# [INSTRUCTIONS TO FOLLOW]
Copy out each of the records below word for word.

# [INPUT ROWS]
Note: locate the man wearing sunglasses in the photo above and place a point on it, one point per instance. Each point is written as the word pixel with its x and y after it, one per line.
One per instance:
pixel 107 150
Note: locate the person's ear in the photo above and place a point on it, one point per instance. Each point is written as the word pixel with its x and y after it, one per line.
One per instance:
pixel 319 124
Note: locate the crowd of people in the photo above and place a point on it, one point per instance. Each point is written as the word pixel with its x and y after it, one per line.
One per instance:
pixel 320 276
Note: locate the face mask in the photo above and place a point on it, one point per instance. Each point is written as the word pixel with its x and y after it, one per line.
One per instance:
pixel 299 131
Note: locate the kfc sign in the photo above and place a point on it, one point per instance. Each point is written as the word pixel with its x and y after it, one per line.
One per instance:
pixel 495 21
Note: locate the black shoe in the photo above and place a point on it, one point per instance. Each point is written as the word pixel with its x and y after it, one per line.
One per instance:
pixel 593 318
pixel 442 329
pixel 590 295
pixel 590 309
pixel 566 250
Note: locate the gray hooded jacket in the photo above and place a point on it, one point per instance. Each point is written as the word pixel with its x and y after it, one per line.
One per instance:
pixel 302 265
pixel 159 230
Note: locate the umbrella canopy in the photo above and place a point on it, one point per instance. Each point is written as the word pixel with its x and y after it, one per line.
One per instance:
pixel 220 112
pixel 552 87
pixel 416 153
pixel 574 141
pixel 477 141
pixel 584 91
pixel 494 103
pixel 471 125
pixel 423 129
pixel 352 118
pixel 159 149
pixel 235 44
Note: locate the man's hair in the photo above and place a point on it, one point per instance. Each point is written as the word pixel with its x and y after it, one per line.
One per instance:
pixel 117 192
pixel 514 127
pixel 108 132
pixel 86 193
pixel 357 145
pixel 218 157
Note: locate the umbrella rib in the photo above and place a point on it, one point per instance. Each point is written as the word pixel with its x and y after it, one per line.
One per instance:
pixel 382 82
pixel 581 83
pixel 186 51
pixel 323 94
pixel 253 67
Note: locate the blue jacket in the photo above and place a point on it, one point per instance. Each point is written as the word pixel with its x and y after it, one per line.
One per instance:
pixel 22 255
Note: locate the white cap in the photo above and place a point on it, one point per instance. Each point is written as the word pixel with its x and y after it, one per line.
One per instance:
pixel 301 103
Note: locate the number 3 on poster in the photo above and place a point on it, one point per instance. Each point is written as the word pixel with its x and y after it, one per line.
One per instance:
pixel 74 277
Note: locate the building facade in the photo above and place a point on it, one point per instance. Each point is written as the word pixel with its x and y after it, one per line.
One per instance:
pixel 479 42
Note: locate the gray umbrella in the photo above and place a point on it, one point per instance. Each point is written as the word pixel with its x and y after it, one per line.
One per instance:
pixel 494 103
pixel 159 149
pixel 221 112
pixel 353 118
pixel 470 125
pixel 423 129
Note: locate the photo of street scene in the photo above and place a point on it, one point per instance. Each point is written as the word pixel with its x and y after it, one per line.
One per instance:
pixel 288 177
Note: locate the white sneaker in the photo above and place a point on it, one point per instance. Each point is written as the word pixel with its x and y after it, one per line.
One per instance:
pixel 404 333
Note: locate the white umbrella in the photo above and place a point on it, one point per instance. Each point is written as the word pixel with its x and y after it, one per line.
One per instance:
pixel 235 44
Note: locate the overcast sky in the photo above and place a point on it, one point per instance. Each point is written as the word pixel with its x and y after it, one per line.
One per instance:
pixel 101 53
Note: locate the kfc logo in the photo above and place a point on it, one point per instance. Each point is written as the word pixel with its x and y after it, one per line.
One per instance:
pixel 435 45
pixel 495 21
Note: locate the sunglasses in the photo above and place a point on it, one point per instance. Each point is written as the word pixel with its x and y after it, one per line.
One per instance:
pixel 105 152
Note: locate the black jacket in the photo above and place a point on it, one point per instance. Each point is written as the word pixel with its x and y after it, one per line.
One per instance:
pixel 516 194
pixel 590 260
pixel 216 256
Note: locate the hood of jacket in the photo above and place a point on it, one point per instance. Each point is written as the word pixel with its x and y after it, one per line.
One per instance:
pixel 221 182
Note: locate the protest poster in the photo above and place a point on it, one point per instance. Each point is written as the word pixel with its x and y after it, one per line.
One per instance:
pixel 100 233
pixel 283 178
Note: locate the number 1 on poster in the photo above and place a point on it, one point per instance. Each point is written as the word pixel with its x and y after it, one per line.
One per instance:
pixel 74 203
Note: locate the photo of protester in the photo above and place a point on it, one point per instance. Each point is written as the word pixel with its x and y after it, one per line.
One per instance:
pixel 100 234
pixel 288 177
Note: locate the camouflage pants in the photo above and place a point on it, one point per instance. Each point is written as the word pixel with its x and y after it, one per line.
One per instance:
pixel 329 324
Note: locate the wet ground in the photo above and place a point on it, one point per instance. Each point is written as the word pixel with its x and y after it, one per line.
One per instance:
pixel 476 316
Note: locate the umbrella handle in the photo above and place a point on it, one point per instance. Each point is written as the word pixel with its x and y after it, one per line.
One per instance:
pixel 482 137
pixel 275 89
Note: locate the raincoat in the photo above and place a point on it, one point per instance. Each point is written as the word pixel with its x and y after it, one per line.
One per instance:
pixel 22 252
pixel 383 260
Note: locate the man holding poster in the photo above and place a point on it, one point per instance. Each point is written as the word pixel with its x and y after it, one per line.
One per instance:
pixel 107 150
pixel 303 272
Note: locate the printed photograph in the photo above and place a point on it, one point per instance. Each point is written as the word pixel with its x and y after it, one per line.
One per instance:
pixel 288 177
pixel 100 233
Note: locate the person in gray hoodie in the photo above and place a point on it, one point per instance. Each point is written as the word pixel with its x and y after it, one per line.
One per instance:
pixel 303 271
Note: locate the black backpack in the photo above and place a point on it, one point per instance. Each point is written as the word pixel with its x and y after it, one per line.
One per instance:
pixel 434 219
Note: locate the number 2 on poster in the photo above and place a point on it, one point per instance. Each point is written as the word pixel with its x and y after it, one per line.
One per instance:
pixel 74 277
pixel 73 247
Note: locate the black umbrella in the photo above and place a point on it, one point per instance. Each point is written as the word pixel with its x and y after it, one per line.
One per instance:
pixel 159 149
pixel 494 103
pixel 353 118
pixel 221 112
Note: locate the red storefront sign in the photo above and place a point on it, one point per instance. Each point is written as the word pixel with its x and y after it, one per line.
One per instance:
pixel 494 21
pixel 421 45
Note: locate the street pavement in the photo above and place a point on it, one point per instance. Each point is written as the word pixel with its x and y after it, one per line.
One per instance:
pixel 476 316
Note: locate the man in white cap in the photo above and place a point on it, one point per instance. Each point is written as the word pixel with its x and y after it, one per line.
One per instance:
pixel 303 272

# [EXERCISE OUTPUT]
Note: locate the man wearing sunglasses in the photo above and place a point on it, one point per instance. Each point is written as the word pixel with its x and y after it, one per line.
One per instance:
pixel 107 150
Note: locate the person's ear in the photo above and place a point on it, one point per instance. Each point is written as the word pixel with its x and y after it, one per line.
One per instance:
pixel 319 124
Note: locate the crowd of people in the photo above and place a point on it, one point per instance. Each point is written as the word pixel with its x and y after it, one per line.
One per instance:
pixel 320 276
Note: locate the face mask in the photo above and place a point on it, one point per instance. Each point is written as the word pixel with its x and y after it, one per line.
One per instance:
pixel 299 131
Note: locate the kfc sign in the photo above and place a point on it, one point per instance. Each point is written as the word pixel with its x and y after it, one per line.
One per instance:
pixel 495 21
Note: locate the black shoe in the photo above and place a point on it, one point per instance. Each point is written as the word pixel with its x and y after it, one per line.
One per instance:
pixel 593 318
pixel 442 329
pixel 590 295
pixel 590 309
pixel 566 250
Note: locate the gray hooded jacket in the photo above and place a point on it, one point per instance. Each point is written as the word pixel with its x and y after it, one per line.
One per instance:
pixel 302 265
pixel 159 230
Note: locate the umbrella canopy in the photo above and place a point on it, one point per instance. Each point is written as the word pixel with its x and y after it, one per line.
One per instance:
pixel 220 112
pixel 552 87
pixel 416 153
pixel 574 141
pixel 477 141
pixel 584 91
pixel 494 103
pixel 471 125
pixel 423 129
pixel 352 118
pixel 159 149
pixel 235 44
Note: locate the man's hair in the photo above and place a point on it, one point per instance. Each point is written as the word pixel with its x and y after it, one per line.
One per instance:
pixel 117 192
pixel 514 127
pixel 108 132
pixel 86 193
pixel 357 145
pixel 218 157
Note: locate the umbrella rib in the photo above and place a point on it, one point per instance. Each point is written as the word pixel with its x and y after it, one per line.
One per instance:
pixel 382 82
pixel 581 83
pixel 186 51
pixel 323 94
pixel 253 67
Note: locate the blue jacket in the photo above and place a point on it, one point per instance. Each point is written as the word pixel with its x and y after it, one per line.
One per instance:
pixel 22 255
Note: locate the white cap in the photo above and place a point on it, one point per instance. Each point is written as the word pixel with its x and y after it, one per line.
One per instance:
pixel 301 103
Note: locate the number 3 on poster in the photo above and place a point on it, one point per instance. Each point is written as the word pixel with its x and y after it, one per line.
One per instance:
pixel 74 277
Note: locate the building facade in the photo above and place a point on it, one point per instance. Each point is written as the word pixel with its x and y after it, one per line.
One per instance:
pixel 479 42
Note: locate the gray umbrella in the photo above and place a point on it, one point per instance. Each point is written as the word pixel with its x and y after it, one per line.
One per instance:
pixel 494 103
pixel 159 149
pixel 221 112
pixel 353 118
pixel 470 125
pixel 423 129
Note: locate the photo of street scene in the photo above and place a point on it, one point per instance. Each point is written as the word pixel with its x and y after it, one per line.
One per instance:
pixel 288 177
Note: locate the white sneaker in the photo above and place a point on it, one point per instance. Each point is written as the word pixel with its x and y after it, one per line.
One per instance:
pixel 404 333
Note: locate the white umbrella in the photo above and place a point on it, one point per instance. Each point is written as the word pixel with its x and y after it, one per line.
One per instance:
pixel 235 44
Note: locate the overcast sky in the photo above and place a point on it, one point per instance. Each point is written as the word pixel with its x and y after it, one per line.
One per instance:
pixel 101 53
Note: locate the kfc logo in the photo above and place a point on it, one point per instance. Each point is written as the word pixel with its x and y after it, one per line.
One per instance:
pixel 435 45
pixel 495 21
Note: locate the sunglasses in the photo above and place a point on it, one point per instance. Each point is written as the word pixel with its x and y after it, one per line.
One per instance:
pixel 105 152
Note: locate the black jacket in the photo above and place a point on it, one point per instance. Each point is written as the word pixel with its x and y after it, one per line.
One per instance:
pixel 516 194
pixel 590 260
pixel 216 256
Note: locate the hood of jacket in the photo above and place a point on it, one point per instance. Each point is written as the word pixel with its x and y after it, one per line.
One per instance:
pixel 221 182
Note: locate the protest poster in the photo above and place a point on it, one point per instance. Each point is written as the word pixel with its x and y after it, one per line.
One per instance:
pixel 100 233
pixel 283 178
Note: locate the number 1 on poster in the photo above and place a point on it, one point per instance. Each point is written as the word pixel with its x and y after it, one per line.
One per instance:
pixel 74 203
Note: locate the photo of protester in the photo above and place a point on it, one point per instance. Each point is written as the word pixel with its x and y after it, one per line.
One per instance:
pixel 100 234
pixel 288 177
Note: locate the camouflage pants in the photo above and place a point on it, one point per instance. Each point is written as the word pixel with its x and y after it, one per line.
One per instance:
pixel 329 324
Note: locate the wet ground in the photo above and place a point on it, one point per instance. Each point is written as the word pixel with its x and y after it, one per line.
One per instance:
pixel 476 316
Note: locate the umbrella handle in the photo above and place a point on it, one point per instance. Each point is written as the word pixel with its x and y after it, one per line.
One per instance:
pixel 482 137
pixel 275 89
Note: locate the raincoat in the photo above and place a point on it, one point per instance. Each point is written as the word pixel with its x and y after it, one per line.
One per instance:
pixel 22 252
pixel 383 260
Note: locate the man holding poster in the photo above and place a point on it, one point per instance. Each point is written as the word pixel with its x and y after it, one per line.
One per instance:
pixel 107 150
pixel 303 272
Note: locate the printed photograph in the photo above and place a point on it, one point per instance. Each point is written as the word pixel with its x and y after it, one per line.
One per instance:
pixel 288 177
pixel 100 233
Note: locate the person in gray hoodie in the photo above and place a point on it, one point per instance. Each point is written as the word pixel with its x and y after it, one per line.
One per instance:
pixel 303 271
Note: locate the black backpack in the photo above and place a point on it, one point per instance. Each point is written as the word pixel with its x and y after it, one per line.
One per instance:
pixel 434 219
Note: locate the number 2 on poster in the photo above and place a point on it, one point per instance. Each point is written as the word pixel with its x and y after it, one per line.
One per instance:
pixel 74 277
pixel 73 247
Note: locate the black umbrella in the photo above and place a point on it, one point per instance. Each point is written as the word pixel with its x and y after it, one per line.
One per instance:
pixel 159 149
pixel 494 103
pixel 353 118
pixel 221 112
Note: locate the red storefront sign in the photo above and place a point on it, one point per instance. Each point is written as the word pixel with its x and y after it, one per line.
One per instance:
pixel 494 21
pixel 421 45
Note: locate the street pavement in the photo above and place a point on it, one point per instance. Each point is written as the word pixel with its x and y after it, one per line.
One per instance:
pixel 476 316
Note: locate the man in white cap in the photo above and place a point on it, one point per instance. Each point is written as the word pixel with its x and y after it, one per line.
One per instance:
pixel 303 272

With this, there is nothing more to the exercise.